* [Tasks to complete]:
[1] Answer these questions from the UNL commencement announcement:
(a) Who will deliver the commencement address?
(b) At what time does the Aug. 12 ceremony begin?
(c) Where will the hooding ceremony for doctoral candidates take place?
[2] Pick up the UNL commencement announcement after its final sentence and carry it forward.

800 to receive degrees at UNL's Aug. 12 commencement exercises
Released on 08/03/2006, at 12:00 AM
Office of University Communications
University of Nebraska–Lincoln
WHEN: Saturday, Aug. 12, 2006
WHERE: Bob Devaney Sports Center, 1600 Court St.

Lilian R. Furst, a noted scholar and teacher at the University of North Carolina in Chapel Hill will deliver the address and receive an honorary doctor of letters degree from the University of Nebraska-Lincoln during Aug. 12 commencement exercises.
Chancellor Harvey Perlman will preside at the ceremony, which begins at 9:30 a.m. at the Bob Devaney Sports Center, 1600 Court St. Approximately 800 students will receive degrees. Because of construction of the Antelope Valley Project south of the Devaney Center, those planning to attend commencement exercises are strongly urged to use the 27th Street entrance to State Fair Park to get to the Devaney Center.
UNL doctoral candidates will be honored in a hooding ceremony at 3:30 p.m. Aug. 11 in Kimball Recital Hall, 12th and R streets (extended). Doctoral candidates will receive their diplomas at the Aug. 12 commencement exercises at the Devaney Center.

* [Record set]:
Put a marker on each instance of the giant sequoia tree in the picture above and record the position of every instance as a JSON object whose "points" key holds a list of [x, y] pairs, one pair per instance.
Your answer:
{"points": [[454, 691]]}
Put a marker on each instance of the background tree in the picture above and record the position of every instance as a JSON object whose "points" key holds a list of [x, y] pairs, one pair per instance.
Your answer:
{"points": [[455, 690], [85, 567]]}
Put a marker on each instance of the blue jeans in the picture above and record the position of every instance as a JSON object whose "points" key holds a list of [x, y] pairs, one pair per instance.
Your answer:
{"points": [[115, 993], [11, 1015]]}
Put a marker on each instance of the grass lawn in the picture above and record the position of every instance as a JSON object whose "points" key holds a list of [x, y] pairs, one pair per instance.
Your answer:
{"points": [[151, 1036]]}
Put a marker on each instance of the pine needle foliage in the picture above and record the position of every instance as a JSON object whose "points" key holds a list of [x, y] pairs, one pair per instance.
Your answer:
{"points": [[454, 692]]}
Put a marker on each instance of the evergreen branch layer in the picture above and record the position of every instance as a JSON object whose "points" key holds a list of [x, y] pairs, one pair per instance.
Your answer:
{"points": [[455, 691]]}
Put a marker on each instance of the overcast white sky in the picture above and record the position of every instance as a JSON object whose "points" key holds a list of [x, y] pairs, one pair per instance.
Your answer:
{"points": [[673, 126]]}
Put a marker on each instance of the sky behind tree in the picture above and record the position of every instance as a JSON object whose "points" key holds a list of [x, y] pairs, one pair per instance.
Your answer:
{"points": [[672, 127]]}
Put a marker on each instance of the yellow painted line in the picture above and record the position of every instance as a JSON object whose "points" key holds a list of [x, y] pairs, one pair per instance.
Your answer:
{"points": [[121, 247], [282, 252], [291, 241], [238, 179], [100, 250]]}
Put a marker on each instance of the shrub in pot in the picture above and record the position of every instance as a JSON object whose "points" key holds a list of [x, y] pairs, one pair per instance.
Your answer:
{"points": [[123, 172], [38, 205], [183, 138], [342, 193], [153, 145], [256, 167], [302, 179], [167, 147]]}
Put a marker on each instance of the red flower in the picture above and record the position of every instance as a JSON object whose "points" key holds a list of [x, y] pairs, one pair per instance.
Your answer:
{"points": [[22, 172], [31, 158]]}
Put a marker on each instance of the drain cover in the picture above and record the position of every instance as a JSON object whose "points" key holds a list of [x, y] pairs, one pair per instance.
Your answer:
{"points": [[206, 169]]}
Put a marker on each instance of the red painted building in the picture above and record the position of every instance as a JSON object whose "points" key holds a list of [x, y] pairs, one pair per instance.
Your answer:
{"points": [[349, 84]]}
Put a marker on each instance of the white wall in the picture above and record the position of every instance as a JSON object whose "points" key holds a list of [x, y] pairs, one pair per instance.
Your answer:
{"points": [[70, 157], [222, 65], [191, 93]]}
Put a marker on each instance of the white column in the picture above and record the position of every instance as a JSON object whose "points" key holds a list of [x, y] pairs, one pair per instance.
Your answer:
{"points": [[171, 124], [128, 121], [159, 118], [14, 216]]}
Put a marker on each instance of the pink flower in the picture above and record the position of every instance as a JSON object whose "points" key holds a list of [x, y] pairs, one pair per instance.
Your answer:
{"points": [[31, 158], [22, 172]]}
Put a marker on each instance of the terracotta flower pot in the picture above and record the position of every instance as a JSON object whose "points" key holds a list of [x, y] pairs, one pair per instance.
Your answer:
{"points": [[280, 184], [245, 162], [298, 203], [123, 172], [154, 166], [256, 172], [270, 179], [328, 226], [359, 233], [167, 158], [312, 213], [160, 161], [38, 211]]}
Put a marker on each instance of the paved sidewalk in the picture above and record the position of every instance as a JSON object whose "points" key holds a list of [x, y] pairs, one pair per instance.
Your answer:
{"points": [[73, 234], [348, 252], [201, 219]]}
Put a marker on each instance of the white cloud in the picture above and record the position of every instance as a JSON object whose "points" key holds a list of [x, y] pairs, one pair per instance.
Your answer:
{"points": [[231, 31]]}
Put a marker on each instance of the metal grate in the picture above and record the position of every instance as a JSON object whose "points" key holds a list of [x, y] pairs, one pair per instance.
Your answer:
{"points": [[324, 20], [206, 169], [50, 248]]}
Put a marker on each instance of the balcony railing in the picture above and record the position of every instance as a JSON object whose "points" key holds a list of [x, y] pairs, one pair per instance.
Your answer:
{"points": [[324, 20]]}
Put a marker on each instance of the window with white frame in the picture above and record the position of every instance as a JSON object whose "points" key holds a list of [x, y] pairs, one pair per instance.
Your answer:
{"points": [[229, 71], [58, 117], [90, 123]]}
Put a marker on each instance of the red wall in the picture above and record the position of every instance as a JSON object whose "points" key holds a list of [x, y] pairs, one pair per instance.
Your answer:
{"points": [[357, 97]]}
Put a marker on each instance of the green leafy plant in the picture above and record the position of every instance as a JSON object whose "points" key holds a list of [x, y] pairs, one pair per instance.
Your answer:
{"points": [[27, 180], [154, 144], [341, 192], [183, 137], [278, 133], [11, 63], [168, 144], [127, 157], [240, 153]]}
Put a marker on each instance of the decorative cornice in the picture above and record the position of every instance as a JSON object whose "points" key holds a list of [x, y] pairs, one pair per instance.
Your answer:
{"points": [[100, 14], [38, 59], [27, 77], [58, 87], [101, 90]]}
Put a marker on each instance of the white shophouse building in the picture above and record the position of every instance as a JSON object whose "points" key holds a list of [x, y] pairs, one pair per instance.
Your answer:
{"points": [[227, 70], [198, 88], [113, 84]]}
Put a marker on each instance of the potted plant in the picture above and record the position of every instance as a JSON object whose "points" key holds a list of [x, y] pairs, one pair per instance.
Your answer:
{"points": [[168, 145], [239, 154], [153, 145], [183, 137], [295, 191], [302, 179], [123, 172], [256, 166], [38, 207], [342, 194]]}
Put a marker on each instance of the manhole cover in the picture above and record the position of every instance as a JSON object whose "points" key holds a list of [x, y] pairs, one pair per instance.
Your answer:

* [Numbered responses]:
[1]
(a) Lilian R. Furst
(b) 9:30 a.m.
(c) Kimball Recital Hall, 12th and R streets (extended)

[2]
Furst is Marcel Bataillon professor of comparative literature at UNC, and an expert in the American and European world of letters. She has written extensively on Romanticism through Realism, focusing on the novel and social history and psychology in 19th- and 20th-century literature. A leading specialist in the relationship between literature and medicine, her most-recent books are "Women Healers and Physicians" (1997), "Between Doctors and Patients" (1998) and "Just Talk: Narratives of Psychotherapy" (1999).
A native of Vienna, Austria, Furst received her formal education in England, earning her bachelor's degree with honors in modern languages at Manchester University and her doctorate at Girton College, Cambridge University. She received a Guggenheim Fellowship in 1982-83, and was a nominator to the MacArthur Foundation Fellowship Committee and the Phi Beta Kappa Christian Gauss Prize committee. She has taught at UNC since 1986.
A drop-off area for graduates and mobility-restricted guests will be available on the south side of the Devaney Center on Aug. 12. Sign language interpreters for hearing impaired individuals will be provided on-screen by HuskerVision. Guests in wheelchairs will be seated on the northeast corner of the arena floor. Golf carts will be located at the ramps on the exterior north and south sides of the Devaney Center to assist disabled guests entering and leaving the building.
Admission is free to the hooding and commencement ceremonies, and tickets are not required.